== Exercise prompt ==
No line before the one containing "Query: black trousers of conductor" is to be output; retype exactly that line and all lines that follow it to the end of the records.

== Dataset entries ==

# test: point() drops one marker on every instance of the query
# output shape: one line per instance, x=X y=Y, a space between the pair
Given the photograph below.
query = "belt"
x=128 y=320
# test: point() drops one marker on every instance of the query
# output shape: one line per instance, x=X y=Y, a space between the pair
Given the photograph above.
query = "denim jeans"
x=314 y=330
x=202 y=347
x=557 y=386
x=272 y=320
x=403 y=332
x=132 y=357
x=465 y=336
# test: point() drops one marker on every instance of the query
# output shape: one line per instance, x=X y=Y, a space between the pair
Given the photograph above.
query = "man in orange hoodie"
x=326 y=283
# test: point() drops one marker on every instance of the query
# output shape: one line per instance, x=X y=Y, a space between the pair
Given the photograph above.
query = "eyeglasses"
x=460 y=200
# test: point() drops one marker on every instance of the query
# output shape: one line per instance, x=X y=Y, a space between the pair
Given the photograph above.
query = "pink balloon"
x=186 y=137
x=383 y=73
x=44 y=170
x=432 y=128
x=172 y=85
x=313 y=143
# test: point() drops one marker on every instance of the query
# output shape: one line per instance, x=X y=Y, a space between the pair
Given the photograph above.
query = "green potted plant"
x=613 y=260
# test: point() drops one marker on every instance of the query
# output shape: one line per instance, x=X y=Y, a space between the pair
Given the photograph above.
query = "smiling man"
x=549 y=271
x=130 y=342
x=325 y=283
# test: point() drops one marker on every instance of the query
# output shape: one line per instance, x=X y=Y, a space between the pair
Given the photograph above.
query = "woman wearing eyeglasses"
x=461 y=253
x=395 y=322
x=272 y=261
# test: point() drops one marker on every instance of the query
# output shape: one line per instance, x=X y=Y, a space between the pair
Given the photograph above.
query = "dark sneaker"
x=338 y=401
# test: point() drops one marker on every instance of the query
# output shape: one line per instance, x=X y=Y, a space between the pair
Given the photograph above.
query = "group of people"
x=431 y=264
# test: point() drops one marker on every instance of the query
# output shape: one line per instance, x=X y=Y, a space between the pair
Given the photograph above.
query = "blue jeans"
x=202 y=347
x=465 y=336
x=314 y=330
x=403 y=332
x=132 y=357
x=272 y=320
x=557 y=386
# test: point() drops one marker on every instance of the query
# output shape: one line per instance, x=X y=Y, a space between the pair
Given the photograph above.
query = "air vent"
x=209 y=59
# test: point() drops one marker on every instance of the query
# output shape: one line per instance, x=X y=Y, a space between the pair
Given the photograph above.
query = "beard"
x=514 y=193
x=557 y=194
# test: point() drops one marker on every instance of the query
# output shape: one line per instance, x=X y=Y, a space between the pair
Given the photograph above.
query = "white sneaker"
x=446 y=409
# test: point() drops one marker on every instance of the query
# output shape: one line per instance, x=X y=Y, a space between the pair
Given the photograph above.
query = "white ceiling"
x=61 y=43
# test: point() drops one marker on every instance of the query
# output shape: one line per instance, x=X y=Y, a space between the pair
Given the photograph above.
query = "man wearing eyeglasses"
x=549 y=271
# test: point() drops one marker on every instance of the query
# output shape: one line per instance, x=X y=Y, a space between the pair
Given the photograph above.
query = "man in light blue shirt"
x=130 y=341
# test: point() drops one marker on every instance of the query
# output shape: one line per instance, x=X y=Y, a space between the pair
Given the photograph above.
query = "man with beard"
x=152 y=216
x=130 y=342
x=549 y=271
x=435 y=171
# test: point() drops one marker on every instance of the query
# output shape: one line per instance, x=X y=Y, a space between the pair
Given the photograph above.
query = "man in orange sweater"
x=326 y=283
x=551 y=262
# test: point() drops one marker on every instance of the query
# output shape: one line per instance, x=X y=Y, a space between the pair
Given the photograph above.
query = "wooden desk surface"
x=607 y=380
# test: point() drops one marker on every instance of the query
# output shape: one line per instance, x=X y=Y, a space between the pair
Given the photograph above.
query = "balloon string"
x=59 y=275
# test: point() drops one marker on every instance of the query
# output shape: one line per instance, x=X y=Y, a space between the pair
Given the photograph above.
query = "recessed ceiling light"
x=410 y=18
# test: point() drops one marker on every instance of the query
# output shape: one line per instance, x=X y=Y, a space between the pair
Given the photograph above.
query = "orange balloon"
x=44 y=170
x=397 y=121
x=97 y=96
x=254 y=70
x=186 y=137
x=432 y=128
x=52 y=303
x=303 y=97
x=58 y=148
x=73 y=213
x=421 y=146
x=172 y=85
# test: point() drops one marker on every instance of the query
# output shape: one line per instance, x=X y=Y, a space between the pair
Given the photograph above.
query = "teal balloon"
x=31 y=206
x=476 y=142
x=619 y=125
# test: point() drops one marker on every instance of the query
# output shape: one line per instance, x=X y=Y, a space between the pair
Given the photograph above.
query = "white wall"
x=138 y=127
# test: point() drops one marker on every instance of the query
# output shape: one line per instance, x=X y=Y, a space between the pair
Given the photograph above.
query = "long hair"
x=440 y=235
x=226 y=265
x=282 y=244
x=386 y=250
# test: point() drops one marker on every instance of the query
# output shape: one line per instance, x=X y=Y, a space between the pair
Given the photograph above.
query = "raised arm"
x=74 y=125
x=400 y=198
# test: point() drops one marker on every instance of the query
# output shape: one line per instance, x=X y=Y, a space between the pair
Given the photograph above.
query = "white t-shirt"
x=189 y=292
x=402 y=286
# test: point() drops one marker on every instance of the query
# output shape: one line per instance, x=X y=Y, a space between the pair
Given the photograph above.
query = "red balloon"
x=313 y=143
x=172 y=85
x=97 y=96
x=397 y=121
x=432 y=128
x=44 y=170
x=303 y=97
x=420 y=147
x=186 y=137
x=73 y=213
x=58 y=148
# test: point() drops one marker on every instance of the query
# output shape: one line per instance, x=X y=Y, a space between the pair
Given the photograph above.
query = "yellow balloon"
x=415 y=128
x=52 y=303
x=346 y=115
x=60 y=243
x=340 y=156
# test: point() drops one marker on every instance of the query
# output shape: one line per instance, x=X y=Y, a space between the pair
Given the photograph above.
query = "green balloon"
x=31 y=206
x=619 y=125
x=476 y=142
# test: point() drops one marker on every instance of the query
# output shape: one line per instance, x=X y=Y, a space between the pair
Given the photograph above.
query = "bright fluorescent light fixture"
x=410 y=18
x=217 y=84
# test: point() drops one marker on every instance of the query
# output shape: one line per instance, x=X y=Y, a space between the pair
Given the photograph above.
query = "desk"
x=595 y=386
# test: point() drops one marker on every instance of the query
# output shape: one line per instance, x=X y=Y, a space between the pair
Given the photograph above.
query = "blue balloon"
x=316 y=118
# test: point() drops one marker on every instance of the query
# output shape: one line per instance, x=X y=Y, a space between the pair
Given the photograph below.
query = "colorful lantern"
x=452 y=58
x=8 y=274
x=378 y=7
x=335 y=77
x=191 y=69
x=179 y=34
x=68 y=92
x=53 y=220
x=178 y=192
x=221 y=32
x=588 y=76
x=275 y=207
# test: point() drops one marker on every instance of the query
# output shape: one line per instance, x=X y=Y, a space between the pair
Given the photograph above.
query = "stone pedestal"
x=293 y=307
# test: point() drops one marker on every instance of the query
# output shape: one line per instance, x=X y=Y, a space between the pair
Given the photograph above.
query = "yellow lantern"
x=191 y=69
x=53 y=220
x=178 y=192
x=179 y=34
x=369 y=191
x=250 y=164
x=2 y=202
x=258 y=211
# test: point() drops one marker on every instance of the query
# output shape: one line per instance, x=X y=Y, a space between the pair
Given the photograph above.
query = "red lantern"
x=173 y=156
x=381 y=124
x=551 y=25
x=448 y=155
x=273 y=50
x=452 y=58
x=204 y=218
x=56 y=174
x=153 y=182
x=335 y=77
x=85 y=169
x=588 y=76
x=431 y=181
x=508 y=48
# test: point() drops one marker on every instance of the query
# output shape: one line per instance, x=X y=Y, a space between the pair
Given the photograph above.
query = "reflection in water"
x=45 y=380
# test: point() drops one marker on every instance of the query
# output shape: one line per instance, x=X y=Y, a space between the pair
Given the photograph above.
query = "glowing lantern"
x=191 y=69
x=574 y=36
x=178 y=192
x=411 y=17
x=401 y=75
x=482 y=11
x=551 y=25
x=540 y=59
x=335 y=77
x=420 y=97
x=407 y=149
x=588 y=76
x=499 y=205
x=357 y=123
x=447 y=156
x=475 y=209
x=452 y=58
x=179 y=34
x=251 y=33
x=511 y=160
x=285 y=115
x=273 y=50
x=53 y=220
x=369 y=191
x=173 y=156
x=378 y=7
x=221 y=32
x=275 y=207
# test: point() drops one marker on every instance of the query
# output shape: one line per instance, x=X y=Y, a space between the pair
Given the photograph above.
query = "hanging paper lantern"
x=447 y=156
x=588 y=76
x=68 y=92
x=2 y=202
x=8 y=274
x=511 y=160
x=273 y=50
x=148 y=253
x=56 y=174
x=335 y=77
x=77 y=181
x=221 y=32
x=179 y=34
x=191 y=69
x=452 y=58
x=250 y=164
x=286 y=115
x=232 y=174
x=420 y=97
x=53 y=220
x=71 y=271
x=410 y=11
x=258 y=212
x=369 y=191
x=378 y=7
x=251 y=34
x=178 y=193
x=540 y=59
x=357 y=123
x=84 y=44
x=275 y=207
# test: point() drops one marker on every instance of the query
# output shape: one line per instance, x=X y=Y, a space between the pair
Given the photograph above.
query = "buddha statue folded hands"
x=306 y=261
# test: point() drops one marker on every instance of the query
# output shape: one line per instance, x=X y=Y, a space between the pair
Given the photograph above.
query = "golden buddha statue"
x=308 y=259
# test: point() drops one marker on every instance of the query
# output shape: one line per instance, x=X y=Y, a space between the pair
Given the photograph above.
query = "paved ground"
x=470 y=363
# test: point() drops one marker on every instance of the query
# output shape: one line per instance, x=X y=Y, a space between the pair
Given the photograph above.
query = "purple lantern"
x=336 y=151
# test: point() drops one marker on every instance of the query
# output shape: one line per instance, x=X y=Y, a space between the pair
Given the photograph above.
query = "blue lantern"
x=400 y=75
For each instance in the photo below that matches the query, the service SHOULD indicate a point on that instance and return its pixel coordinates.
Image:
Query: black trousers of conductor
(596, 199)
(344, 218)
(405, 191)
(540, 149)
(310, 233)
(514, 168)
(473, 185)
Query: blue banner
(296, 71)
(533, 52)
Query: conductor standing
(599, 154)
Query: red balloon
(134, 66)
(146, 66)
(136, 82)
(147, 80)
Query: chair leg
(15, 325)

== Answer area ==
Query: black trousers of conductor
(596, 199)
(344, 218)
(405, 191)
(540, 149)
(310, 233)
(514, 168)
(473, 185)
Query: blue banner
(296, 71)
(533, 52)
Query: conductor standing
(599, 154)
Query: red balloon
(134, 66)
(146, 66)
(136, 82)
(147, 80)
Query: chair leg
(15, 325)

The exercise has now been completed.